*What the task asks*. Locate every line in the listing below that contains the word "changing". Copy each of those lines in full.

*Supplied material*.
◆ ◆ ◆
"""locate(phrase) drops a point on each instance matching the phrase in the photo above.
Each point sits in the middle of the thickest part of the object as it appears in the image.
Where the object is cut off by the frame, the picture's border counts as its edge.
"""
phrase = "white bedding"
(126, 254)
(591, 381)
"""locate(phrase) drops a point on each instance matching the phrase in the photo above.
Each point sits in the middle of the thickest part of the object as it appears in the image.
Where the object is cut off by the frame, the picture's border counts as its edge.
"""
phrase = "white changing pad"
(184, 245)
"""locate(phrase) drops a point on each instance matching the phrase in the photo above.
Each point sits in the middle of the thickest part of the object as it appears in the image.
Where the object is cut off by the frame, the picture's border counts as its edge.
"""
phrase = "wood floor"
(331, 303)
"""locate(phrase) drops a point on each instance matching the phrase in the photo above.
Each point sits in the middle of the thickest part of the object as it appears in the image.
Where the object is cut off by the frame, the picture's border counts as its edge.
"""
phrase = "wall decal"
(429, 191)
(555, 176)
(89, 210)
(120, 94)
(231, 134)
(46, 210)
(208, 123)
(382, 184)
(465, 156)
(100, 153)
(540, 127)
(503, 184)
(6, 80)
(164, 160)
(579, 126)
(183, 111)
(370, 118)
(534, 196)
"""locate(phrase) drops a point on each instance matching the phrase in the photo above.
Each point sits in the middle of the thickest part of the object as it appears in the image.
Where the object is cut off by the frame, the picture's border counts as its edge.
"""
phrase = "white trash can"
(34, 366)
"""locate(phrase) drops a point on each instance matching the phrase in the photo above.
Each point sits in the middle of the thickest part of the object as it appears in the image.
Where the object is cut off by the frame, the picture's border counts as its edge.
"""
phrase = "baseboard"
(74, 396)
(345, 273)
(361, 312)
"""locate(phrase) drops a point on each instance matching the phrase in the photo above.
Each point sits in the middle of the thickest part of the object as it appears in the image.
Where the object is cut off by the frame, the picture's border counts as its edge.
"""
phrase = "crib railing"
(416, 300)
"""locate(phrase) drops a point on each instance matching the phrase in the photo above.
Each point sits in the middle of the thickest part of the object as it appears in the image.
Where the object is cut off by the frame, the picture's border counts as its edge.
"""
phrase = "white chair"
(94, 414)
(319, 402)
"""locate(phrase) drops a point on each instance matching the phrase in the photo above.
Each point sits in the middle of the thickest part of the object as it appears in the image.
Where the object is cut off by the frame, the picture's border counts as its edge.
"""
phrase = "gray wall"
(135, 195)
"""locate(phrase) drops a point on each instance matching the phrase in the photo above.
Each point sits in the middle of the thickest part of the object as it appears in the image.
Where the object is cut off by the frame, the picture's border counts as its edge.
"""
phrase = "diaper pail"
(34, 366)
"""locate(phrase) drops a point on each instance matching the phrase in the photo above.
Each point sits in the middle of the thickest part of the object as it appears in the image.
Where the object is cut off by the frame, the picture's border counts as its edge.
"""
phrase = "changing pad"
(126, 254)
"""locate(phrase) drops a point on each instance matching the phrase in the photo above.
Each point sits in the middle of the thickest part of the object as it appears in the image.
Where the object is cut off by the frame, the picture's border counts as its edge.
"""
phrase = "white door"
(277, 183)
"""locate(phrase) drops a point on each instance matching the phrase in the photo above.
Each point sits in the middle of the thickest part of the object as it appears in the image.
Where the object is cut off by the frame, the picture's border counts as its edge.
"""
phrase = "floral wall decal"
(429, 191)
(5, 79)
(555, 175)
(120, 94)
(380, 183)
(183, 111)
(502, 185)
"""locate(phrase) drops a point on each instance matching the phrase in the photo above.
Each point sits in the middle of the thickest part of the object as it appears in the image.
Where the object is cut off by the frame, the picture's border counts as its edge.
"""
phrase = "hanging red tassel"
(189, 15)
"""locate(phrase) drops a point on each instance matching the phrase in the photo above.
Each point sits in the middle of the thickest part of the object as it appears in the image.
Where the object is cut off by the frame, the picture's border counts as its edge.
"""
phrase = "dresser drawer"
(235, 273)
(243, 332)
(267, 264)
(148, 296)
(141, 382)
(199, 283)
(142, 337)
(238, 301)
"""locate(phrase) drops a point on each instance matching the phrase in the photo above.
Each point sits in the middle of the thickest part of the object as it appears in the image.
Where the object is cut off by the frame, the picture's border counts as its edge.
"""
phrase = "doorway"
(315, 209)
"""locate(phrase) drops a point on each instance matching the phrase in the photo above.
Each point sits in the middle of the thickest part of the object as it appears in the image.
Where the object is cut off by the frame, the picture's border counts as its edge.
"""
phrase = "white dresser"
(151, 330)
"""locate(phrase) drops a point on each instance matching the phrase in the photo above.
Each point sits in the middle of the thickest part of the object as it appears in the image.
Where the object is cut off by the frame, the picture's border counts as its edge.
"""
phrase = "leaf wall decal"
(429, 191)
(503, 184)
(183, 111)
◆ ◆ ◆
*The completed task*.
phrase = "white changing pad"
phrase = "changing pad"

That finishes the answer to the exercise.